>> START

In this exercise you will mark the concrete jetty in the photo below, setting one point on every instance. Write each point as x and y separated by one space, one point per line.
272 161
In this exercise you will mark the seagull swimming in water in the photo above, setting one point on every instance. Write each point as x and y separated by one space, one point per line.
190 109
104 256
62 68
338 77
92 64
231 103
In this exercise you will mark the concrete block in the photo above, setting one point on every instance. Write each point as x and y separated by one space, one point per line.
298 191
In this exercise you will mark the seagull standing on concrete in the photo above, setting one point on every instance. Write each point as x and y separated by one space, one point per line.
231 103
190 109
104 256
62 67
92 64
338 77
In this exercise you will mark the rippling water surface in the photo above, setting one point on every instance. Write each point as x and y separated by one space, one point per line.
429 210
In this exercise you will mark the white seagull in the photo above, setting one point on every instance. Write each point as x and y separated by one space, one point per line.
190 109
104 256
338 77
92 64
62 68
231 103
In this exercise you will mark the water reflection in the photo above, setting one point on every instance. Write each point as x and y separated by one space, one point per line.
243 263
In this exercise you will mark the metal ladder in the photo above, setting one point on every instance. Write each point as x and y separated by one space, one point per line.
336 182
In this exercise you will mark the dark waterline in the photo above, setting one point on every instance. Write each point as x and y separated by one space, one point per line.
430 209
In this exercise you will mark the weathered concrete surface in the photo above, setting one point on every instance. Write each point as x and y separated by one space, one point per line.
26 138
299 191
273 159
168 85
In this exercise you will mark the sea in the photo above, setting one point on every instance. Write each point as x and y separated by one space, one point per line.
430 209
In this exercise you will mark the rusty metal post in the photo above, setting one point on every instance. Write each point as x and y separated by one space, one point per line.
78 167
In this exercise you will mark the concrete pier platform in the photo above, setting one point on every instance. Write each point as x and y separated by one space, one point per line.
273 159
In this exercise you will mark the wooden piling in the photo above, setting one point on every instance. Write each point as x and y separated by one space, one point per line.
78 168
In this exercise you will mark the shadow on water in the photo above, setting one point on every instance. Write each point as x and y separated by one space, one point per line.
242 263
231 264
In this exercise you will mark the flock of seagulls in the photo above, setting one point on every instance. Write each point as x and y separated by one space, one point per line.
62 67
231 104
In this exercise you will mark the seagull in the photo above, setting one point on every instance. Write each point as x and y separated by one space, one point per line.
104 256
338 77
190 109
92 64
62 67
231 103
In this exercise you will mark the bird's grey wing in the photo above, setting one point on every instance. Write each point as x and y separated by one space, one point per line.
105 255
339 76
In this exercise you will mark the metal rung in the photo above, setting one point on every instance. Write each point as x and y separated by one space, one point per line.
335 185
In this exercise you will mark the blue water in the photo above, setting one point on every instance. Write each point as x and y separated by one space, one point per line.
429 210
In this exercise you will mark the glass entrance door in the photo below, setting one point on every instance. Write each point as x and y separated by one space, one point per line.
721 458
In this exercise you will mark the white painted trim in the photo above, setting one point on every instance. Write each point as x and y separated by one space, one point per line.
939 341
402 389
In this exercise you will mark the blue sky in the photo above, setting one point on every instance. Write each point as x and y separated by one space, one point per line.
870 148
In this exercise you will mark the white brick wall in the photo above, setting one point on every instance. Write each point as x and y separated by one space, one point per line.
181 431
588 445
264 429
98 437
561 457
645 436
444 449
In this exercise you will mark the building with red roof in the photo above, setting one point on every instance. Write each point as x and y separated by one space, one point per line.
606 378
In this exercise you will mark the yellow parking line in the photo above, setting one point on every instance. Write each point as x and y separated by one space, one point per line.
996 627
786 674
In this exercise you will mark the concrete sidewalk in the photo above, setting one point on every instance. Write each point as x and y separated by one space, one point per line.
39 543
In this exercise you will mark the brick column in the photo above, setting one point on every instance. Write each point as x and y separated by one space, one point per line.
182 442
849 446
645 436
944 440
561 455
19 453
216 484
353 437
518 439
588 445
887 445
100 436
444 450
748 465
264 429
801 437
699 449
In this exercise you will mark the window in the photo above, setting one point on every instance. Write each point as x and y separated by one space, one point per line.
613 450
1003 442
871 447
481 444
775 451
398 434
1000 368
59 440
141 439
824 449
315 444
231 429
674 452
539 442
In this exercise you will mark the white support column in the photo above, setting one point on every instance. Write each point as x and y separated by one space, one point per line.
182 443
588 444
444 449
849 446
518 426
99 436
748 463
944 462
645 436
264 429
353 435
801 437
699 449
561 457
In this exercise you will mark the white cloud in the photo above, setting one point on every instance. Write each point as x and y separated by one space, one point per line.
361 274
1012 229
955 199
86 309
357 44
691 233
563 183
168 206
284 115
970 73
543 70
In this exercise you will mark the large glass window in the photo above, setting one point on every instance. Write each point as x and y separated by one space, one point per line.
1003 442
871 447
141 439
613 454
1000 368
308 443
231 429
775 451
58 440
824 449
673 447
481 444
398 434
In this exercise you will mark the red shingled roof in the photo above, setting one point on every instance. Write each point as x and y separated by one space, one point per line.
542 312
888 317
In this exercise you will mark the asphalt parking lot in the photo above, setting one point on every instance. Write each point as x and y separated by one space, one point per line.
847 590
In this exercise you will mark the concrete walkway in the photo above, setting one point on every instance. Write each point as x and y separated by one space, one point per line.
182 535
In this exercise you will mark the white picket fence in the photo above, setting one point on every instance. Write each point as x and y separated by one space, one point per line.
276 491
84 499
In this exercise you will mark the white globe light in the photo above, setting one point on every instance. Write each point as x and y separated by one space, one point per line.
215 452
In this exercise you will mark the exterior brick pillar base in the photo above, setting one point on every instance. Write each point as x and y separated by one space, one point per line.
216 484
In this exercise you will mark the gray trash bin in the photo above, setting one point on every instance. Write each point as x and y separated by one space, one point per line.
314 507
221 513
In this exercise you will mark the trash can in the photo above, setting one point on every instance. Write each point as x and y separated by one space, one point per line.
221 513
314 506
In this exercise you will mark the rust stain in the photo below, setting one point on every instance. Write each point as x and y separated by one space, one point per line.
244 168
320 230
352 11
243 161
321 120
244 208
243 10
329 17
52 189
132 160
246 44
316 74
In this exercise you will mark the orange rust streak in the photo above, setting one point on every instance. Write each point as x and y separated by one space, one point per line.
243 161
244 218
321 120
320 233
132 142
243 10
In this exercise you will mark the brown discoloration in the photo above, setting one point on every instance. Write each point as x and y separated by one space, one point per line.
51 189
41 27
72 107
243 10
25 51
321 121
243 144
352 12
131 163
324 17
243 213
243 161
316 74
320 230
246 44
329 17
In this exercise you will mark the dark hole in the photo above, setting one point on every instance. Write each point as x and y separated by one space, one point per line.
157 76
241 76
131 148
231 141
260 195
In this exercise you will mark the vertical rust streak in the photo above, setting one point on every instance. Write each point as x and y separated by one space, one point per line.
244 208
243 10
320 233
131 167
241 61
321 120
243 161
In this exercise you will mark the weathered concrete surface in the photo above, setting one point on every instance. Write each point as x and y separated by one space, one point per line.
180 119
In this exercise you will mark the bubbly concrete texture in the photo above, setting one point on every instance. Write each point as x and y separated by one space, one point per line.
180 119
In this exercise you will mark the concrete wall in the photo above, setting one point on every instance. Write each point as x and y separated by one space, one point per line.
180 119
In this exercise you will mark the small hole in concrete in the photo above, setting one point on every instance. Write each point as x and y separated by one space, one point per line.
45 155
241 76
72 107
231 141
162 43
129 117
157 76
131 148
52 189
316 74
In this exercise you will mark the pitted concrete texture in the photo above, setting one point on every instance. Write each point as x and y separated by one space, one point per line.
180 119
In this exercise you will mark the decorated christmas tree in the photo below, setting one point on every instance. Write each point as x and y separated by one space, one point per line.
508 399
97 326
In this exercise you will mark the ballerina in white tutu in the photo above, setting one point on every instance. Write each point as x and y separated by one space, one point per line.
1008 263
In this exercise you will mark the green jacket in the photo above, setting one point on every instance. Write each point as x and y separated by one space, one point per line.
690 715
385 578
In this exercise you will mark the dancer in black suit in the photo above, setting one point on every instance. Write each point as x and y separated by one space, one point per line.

>> END

(Exercise aim) Swap "mark" for "tag" in the items from the line containing "In this exercise you will mark the pitted" through the end of the items, and give those lines again with nothing else changed.

(Output for this exercise)
In this exercise you will tag the pitted concrete texture in the photo above, setting one point on every instance. Write each point as x and y separated by one space, one point per line.
180 119
In this exercise you will tag the decorated christmas tree in the photo below, setting one point on every instance. Write each point as x and y separated by one space, one point per line.
508 399
97 326
In this exercise you will tag the ballerina in white tutu in the photo above, setting one point on every instance. Write each point as x and y separated by one space, one point per line.
1008 263
In this exercise you will tag the green jacket in the photo above, setting one point on every instance. Write each point as x and y separated by one space, one point per line.
690 715
385 578
In this exercise you will tag the dancer in black suit in the photo above, setting one point on every instance. Write each point as x and y separated by one space, one point per line.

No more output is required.